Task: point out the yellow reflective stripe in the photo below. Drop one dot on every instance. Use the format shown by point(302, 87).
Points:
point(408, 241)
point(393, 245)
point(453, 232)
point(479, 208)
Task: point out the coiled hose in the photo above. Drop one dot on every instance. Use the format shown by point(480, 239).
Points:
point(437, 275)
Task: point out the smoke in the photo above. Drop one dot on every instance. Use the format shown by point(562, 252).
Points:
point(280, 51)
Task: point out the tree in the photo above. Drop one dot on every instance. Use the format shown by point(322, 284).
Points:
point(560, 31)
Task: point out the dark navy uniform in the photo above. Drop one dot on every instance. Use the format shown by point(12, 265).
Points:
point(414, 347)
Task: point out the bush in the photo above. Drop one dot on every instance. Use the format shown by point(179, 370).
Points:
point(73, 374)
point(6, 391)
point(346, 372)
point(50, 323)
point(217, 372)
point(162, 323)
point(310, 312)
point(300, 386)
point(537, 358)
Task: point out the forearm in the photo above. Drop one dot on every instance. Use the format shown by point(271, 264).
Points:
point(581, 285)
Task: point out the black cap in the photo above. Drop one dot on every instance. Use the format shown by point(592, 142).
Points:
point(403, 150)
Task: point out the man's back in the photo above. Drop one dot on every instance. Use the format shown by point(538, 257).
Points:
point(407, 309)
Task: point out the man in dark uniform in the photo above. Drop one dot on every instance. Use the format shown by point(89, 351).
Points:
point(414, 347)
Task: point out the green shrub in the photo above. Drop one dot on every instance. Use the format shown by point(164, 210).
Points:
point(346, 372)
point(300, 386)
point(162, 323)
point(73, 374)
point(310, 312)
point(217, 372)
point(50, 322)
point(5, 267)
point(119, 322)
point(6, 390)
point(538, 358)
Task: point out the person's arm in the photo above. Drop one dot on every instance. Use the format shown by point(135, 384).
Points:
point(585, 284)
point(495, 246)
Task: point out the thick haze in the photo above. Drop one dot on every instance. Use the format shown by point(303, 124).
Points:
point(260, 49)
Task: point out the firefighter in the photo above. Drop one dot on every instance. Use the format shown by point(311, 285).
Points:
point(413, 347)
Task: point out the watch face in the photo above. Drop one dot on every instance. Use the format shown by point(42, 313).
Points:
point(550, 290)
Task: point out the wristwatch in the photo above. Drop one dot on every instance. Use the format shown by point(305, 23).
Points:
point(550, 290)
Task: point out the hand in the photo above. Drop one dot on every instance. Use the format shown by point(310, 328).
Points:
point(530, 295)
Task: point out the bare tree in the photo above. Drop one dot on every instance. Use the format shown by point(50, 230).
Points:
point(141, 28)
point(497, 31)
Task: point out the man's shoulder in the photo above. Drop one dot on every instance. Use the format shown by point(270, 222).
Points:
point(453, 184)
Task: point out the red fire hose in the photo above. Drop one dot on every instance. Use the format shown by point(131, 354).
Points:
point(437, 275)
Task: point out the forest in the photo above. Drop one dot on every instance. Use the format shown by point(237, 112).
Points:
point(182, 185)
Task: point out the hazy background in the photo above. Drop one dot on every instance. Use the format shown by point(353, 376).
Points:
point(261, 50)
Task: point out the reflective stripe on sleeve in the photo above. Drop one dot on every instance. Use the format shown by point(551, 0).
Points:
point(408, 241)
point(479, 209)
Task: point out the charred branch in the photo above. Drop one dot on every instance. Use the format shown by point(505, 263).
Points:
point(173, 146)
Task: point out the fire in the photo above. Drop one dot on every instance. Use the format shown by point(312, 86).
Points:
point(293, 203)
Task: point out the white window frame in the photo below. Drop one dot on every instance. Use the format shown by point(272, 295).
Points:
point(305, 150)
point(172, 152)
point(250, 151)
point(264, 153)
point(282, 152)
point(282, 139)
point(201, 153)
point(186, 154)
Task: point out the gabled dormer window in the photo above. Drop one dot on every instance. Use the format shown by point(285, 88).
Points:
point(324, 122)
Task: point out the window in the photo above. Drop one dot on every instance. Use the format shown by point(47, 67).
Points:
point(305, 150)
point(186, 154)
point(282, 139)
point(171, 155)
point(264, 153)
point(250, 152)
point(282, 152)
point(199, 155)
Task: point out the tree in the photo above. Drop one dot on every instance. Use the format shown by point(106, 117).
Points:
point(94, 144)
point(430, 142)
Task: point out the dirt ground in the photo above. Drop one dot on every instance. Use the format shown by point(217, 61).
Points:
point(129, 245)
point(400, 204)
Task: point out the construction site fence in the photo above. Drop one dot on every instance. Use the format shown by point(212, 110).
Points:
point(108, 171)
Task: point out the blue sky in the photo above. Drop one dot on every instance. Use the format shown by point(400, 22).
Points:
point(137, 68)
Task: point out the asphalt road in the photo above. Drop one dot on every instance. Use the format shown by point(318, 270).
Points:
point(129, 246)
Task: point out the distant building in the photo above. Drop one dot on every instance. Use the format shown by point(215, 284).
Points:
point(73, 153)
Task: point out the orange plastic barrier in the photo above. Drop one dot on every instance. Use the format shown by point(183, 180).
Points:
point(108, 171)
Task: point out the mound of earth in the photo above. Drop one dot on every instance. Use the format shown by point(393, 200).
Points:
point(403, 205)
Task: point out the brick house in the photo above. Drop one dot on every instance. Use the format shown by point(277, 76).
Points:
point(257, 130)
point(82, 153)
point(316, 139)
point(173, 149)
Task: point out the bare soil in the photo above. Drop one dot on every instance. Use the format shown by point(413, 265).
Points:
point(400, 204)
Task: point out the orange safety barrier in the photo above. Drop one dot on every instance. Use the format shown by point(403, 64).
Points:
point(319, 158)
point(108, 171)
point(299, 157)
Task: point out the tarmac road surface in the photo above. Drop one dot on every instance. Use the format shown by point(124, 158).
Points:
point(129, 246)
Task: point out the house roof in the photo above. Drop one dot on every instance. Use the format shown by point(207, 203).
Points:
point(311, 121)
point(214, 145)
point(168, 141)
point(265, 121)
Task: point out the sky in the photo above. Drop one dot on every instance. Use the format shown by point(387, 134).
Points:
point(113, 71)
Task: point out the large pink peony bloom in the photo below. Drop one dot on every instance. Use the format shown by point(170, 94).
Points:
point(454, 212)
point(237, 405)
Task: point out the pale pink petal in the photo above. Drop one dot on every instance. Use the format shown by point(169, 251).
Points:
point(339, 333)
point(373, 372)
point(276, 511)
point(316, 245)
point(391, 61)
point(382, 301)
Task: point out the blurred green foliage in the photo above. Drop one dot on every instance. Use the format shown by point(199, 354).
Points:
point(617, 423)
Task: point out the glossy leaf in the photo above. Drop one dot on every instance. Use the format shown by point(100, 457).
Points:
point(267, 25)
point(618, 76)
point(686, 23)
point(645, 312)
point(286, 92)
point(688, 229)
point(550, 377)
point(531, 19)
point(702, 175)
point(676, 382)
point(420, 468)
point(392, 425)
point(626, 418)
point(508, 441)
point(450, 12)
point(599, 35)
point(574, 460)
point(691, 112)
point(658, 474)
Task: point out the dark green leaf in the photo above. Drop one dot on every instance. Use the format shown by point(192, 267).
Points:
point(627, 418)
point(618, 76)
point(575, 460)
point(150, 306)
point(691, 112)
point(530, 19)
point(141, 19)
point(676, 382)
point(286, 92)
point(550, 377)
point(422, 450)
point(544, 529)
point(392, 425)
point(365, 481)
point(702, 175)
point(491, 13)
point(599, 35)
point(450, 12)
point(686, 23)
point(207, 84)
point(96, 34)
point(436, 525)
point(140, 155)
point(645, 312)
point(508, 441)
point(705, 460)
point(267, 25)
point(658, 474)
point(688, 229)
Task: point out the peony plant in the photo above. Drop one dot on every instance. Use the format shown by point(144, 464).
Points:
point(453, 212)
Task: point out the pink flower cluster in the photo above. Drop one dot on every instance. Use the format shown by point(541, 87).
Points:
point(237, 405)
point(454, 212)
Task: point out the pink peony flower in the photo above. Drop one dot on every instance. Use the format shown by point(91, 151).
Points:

# Work instruction
Please copy all lines of the listing in which the string "bare" occurs.

# Answer to the exercise
Task: point out the bare tree in the photo above. Drop one dot on every instance. Use the format shown by point(50, 230).
Task: point out the bare soil in the photo above. Drop one dot on every instance. Use the format shown by point(413, 265).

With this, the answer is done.